What to work on => Reproduce the items from the line with "Target: green lawn" up to and including the line with "[[[47,194],[35,201],[21,204],[5,213],[4,224],[67,224],[58,199]]]", swapping "green lawn" for "grassy field" and leaving everything else unchanged.
-------- Data listing --------
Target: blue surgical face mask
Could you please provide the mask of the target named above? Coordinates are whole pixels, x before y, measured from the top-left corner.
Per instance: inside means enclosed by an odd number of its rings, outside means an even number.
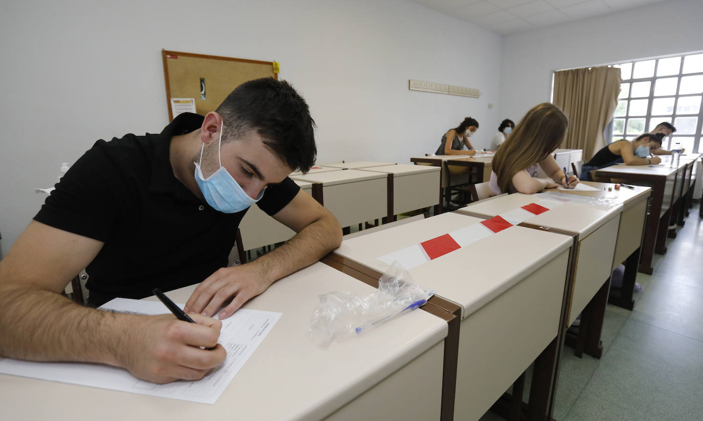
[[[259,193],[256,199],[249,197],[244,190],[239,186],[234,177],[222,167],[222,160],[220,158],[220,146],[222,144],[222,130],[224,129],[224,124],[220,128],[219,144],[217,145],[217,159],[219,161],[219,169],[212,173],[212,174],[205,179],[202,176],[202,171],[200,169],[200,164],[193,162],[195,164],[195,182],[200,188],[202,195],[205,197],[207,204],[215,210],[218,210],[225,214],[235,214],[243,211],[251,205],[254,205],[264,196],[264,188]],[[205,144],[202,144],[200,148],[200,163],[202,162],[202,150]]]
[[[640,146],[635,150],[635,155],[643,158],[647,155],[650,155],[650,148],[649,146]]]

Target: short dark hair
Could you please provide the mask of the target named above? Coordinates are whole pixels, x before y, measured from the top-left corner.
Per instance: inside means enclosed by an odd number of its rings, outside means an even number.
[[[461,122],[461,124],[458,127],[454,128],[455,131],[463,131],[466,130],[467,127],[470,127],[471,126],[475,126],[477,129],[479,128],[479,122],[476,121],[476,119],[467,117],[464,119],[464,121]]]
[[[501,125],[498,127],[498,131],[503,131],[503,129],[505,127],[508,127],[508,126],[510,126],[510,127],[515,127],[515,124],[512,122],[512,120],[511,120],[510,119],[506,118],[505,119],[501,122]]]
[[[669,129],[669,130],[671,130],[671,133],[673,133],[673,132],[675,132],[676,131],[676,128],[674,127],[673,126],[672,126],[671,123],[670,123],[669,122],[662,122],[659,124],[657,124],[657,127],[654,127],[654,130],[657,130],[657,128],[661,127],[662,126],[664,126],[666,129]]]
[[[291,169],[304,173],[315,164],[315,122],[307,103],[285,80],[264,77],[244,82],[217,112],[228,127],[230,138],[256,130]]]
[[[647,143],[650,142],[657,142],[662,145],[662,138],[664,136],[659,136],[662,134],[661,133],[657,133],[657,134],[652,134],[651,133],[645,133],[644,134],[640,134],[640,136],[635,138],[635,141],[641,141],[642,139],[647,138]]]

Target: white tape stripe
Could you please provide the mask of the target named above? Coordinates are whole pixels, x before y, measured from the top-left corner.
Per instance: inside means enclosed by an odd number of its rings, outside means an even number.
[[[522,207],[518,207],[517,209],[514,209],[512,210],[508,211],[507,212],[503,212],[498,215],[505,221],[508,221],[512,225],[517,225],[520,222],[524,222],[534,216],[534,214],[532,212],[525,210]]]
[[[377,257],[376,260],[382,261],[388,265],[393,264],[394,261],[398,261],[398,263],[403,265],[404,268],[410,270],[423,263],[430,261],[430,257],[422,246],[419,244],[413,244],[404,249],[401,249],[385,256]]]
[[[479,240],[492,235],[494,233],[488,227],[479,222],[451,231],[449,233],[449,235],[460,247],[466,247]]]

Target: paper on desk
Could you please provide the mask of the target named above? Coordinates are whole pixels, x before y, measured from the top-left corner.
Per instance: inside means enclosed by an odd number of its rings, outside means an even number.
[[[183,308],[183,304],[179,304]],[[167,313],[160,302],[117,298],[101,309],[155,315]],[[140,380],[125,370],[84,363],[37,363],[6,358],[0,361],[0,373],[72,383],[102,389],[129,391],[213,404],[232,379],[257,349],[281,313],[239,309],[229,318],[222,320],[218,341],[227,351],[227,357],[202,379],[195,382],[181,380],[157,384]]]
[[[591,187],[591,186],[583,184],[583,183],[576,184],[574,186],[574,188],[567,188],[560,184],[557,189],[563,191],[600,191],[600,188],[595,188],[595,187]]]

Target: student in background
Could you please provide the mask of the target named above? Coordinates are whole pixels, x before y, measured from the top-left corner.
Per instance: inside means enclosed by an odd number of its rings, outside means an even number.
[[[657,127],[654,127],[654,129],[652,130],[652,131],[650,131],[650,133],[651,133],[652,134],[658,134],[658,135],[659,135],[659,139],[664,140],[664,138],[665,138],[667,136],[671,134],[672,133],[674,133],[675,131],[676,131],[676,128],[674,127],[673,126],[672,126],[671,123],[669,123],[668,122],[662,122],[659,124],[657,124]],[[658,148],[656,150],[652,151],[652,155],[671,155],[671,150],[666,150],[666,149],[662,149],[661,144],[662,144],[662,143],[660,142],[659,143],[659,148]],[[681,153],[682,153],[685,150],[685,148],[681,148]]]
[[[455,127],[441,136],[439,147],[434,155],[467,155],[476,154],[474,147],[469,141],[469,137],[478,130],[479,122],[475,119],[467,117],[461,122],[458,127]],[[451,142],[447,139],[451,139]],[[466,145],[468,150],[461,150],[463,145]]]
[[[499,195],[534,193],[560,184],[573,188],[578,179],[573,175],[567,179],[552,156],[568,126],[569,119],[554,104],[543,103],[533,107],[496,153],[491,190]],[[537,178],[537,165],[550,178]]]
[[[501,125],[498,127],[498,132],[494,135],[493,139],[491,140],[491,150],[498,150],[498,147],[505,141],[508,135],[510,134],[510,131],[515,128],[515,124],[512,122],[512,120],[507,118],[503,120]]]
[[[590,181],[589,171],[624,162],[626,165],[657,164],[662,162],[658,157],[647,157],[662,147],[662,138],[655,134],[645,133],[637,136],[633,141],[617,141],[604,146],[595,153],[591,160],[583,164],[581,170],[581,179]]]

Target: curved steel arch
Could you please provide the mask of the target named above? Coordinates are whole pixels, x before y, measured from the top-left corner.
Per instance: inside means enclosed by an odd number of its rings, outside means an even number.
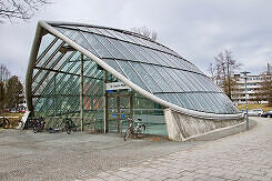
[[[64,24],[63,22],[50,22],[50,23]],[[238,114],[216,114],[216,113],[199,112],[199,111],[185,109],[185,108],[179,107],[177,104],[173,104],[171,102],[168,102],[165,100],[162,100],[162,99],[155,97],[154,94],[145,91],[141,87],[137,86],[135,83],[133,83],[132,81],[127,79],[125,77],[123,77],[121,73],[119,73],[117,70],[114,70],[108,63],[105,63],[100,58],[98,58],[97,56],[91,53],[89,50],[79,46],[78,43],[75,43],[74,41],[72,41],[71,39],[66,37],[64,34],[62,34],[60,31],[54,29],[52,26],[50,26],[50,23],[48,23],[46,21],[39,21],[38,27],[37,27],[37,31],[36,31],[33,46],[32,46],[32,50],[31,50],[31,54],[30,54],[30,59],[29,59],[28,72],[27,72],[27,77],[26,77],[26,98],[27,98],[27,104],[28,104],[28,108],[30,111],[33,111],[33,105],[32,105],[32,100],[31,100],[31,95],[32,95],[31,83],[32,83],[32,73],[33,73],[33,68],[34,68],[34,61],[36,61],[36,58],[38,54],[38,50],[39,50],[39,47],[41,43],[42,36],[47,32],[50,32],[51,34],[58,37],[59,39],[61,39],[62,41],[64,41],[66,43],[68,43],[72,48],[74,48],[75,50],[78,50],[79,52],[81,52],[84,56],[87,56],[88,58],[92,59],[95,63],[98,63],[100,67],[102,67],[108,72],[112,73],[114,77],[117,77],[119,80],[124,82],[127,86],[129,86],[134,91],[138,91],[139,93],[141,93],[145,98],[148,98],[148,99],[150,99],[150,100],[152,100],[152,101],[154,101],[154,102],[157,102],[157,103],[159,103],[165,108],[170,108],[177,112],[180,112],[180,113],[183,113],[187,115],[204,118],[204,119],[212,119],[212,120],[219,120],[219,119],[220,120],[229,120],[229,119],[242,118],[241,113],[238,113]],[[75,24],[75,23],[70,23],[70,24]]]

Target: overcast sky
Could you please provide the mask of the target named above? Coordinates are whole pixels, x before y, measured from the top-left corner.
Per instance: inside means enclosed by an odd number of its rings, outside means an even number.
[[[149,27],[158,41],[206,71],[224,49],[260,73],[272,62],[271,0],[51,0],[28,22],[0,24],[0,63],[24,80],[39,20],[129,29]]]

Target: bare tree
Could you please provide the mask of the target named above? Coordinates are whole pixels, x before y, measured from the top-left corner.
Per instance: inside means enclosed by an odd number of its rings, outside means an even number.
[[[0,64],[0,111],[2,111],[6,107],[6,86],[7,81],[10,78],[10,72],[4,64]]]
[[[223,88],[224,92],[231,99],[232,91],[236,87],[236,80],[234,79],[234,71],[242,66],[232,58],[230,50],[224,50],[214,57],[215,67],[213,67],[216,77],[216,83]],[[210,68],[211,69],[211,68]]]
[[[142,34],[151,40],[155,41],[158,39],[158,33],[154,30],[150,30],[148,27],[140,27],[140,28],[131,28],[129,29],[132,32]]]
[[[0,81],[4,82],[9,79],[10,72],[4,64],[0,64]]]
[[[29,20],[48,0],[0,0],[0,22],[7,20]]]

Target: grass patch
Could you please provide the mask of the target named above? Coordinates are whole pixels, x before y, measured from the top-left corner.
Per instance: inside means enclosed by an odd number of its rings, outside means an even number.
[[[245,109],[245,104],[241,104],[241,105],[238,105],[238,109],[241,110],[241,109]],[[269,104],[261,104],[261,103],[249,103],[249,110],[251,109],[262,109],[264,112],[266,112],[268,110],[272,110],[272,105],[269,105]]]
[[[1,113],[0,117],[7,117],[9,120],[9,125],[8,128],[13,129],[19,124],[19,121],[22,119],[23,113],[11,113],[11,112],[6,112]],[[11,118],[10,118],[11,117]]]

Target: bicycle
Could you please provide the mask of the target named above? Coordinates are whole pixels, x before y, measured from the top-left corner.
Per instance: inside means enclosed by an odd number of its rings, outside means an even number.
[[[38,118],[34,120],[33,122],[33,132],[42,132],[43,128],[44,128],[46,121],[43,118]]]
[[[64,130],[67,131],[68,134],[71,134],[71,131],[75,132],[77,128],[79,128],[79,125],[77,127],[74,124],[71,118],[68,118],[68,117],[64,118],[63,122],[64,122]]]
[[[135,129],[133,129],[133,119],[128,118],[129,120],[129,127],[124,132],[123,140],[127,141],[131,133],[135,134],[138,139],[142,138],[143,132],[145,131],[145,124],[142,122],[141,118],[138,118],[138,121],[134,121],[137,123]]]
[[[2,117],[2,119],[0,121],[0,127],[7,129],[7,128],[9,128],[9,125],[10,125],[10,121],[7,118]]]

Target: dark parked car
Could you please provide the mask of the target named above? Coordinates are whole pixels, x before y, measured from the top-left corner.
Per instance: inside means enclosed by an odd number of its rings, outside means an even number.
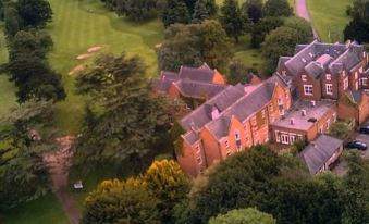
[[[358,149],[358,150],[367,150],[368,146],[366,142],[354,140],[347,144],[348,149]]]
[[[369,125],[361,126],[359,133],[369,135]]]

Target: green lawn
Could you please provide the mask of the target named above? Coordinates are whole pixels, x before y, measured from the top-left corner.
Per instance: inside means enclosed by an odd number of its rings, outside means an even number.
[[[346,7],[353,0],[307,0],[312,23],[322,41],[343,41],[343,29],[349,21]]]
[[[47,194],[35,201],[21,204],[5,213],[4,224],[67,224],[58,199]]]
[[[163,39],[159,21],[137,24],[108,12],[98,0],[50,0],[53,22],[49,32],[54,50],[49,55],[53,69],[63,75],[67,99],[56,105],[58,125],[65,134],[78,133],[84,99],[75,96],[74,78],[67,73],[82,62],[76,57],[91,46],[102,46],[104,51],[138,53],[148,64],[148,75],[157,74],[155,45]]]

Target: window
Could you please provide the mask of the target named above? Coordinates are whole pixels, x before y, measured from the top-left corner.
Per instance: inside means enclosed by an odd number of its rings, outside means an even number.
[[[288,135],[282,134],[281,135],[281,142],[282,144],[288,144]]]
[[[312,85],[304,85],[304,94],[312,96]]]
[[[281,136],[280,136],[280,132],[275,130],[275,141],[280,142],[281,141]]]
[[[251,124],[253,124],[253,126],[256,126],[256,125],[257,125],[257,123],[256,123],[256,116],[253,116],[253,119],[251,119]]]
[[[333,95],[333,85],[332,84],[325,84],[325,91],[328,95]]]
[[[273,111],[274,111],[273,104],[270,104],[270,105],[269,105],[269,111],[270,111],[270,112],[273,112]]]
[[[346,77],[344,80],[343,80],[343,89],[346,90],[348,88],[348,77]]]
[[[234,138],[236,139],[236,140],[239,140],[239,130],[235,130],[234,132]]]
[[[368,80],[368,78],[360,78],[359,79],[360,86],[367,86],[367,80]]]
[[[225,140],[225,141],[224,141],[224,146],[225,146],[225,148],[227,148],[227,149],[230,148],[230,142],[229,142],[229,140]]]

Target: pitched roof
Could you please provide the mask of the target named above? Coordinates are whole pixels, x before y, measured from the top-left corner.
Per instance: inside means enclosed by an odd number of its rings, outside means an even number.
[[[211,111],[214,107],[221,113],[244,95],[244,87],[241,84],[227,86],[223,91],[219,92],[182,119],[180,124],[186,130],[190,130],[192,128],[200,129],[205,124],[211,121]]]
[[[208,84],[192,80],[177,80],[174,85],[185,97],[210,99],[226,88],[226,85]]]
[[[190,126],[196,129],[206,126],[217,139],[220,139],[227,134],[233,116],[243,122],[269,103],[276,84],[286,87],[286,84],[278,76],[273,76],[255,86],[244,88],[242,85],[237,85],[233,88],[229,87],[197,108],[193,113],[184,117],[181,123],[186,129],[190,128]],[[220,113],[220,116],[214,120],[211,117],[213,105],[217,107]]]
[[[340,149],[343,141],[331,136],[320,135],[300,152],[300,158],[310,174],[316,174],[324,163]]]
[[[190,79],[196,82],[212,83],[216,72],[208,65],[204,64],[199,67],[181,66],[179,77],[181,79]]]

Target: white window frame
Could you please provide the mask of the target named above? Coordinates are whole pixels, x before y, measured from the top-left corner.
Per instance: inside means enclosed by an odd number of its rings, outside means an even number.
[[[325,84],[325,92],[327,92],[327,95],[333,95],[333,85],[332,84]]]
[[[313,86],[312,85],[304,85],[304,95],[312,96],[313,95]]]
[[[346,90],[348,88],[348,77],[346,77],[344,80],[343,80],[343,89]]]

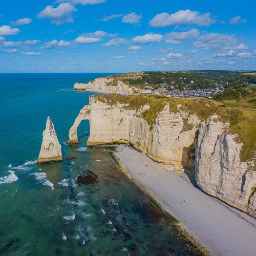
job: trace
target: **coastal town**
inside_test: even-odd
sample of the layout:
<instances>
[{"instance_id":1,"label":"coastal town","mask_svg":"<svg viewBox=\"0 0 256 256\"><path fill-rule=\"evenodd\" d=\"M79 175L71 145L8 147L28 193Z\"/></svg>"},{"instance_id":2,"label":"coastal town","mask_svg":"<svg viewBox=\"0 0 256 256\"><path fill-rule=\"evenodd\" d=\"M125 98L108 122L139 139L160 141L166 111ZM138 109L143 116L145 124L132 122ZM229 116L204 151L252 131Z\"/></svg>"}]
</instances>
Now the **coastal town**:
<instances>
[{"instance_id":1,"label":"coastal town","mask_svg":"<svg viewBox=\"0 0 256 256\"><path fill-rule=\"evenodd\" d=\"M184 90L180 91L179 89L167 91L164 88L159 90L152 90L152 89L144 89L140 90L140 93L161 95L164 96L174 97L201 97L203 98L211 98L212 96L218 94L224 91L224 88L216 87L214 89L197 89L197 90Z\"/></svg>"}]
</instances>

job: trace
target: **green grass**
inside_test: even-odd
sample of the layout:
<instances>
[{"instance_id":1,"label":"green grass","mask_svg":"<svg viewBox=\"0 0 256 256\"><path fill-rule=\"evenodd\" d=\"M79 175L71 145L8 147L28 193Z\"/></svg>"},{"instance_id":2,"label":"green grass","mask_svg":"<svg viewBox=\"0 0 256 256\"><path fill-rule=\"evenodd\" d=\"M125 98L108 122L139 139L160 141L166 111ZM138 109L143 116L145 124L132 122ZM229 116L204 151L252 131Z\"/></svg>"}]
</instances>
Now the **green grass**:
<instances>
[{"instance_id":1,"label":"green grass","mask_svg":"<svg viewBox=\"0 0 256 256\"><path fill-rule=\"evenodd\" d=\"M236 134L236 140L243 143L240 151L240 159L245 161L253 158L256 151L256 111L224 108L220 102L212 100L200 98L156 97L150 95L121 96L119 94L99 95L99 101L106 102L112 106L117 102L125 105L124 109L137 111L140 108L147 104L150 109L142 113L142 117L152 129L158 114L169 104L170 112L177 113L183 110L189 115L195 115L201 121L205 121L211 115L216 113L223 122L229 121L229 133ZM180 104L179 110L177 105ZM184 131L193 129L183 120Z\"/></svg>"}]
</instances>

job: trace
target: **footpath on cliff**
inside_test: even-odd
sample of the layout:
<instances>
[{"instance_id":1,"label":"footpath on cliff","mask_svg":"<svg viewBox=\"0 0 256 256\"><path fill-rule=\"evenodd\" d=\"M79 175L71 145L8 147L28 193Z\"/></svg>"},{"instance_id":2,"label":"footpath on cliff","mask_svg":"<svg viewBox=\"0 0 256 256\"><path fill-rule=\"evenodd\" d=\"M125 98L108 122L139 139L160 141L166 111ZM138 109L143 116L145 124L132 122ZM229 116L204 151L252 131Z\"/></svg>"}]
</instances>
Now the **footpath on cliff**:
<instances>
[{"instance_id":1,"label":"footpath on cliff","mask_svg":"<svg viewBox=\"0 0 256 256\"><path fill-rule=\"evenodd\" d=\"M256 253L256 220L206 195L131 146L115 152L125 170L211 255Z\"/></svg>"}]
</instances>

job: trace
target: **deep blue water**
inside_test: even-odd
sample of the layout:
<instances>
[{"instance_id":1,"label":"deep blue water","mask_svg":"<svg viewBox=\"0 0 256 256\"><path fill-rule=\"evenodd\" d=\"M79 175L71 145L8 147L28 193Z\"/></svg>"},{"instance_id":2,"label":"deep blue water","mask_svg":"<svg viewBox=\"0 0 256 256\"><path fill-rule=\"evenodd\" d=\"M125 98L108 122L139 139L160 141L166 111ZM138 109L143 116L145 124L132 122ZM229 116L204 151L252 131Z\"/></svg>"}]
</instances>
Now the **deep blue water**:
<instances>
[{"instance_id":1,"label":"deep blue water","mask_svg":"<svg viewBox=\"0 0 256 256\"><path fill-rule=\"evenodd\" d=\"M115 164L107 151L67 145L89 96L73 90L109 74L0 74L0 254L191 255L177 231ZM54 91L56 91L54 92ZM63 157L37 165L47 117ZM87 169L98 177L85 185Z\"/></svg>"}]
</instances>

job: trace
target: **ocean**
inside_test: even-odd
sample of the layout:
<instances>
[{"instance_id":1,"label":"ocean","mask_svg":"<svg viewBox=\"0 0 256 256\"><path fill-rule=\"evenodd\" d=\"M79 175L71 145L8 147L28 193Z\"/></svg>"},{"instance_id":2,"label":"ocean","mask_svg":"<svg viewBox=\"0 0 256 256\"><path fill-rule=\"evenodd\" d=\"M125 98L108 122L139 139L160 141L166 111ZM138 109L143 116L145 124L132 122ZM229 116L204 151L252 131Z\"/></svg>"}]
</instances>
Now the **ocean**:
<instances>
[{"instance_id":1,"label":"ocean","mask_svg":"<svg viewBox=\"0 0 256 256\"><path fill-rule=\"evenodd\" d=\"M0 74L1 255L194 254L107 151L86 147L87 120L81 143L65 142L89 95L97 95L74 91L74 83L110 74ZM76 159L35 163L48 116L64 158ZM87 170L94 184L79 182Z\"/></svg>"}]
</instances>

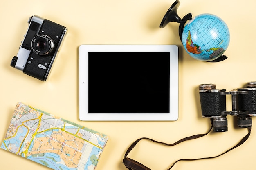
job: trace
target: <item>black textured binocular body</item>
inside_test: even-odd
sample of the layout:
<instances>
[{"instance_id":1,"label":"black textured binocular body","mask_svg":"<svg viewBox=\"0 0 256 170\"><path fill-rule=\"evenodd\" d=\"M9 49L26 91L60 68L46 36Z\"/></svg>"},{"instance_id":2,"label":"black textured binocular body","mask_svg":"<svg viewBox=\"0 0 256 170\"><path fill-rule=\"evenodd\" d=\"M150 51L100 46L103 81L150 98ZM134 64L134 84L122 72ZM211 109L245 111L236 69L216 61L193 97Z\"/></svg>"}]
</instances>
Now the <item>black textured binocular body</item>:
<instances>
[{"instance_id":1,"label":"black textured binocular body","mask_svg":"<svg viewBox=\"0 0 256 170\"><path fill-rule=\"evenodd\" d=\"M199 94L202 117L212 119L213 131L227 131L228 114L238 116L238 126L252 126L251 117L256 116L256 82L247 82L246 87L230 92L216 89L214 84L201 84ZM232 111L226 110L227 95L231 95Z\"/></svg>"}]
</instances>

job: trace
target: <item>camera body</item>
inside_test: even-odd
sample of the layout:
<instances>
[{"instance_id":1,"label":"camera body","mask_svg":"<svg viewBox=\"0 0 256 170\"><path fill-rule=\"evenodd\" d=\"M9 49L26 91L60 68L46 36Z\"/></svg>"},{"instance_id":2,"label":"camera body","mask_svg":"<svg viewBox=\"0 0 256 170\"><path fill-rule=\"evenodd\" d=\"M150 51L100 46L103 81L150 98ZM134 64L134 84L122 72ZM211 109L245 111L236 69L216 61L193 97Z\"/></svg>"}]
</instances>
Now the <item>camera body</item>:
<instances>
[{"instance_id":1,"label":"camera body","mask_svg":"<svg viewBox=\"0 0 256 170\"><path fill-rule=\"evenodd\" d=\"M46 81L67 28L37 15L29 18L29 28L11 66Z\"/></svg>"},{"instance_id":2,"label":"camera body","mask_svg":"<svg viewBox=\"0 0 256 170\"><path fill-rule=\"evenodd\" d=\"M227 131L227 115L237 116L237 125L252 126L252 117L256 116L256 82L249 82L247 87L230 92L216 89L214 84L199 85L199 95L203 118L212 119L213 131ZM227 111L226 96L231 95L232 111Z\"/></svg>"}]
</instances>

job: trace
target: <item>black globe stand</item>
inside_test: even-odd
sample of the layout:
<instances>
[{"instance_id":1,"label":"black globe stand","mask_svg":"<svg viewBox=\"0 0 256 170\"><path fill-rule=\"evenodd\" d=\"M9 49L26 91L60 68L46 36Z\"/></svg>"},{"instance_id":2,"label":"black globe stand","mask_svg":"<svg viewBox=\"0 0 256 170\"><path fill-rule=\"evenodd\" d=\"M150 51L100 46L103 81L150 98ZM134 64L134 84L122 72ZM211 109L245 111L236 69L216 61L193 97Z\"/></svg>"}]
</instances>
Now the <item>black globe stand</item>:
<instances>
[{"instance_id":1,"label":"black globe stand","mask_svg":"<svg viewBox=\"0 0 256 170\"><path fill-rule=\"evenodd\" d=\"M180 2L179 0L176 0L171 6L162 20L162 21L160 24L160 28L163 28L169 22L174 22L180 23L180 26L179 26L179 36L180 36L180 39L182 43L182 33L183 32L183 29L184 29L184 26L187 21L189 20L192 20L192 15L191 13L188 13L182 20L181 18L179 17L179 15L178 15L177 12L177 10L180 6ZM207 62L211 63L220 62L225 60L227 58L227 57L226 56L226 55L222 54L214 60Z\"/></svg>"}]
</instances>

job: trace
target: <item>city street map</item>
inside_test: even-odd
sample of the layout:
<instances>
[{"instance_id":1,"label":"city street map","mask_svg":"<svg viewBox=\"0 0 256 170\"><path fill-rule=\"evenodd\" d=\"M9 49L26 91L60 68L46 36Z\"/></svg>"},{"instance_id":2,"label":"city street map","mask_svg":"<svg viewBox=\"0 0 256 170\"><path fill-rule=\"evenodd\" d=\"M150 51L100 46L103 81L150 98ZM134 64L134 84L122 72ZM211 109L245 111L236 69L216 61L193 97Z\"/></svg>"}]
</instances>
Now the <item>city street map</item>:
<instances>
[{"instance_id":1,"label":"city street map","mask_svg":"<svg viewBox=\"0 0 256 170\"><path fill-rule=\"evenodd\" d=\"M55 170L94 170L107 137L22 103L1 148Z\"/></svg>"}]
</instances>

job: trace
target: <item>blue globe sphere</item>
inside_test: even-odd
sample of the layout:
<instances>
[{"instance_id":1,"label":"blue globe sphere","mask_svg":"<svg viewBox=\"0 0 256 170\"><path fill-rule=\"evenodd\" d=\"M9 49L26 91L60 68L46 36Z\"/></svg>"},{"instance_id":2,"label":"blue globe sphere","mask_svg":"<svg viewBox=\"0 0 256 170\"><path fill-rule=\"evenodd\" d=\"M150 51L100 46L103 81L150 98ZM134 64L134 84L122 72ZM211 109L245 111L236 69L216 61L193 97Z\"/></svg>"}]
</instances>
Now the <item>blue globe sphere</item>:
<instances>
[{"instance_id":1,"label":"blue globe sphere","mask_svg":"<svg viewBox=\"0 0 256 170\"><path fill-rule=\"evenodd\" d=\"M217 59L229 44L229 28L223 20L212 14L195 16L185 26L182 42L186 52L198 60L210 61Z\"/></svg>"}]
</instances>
--------
Exercise answer =>
Target: grassy field
Could you please provide the mask of the target named above? Coordinates are whole pixels, x before y, measured from the top-left corner.
Per instance: inside means enclosed by an odd number of its rings, outside means an even number.
[[[346,7],[353,0],[307,0],[312,23],[322,41],[343,41],[343,29],[349,21]]]
[[[47,194],[35,201],[21,204],[5,213],[4,224],[67,224],[58,199]]]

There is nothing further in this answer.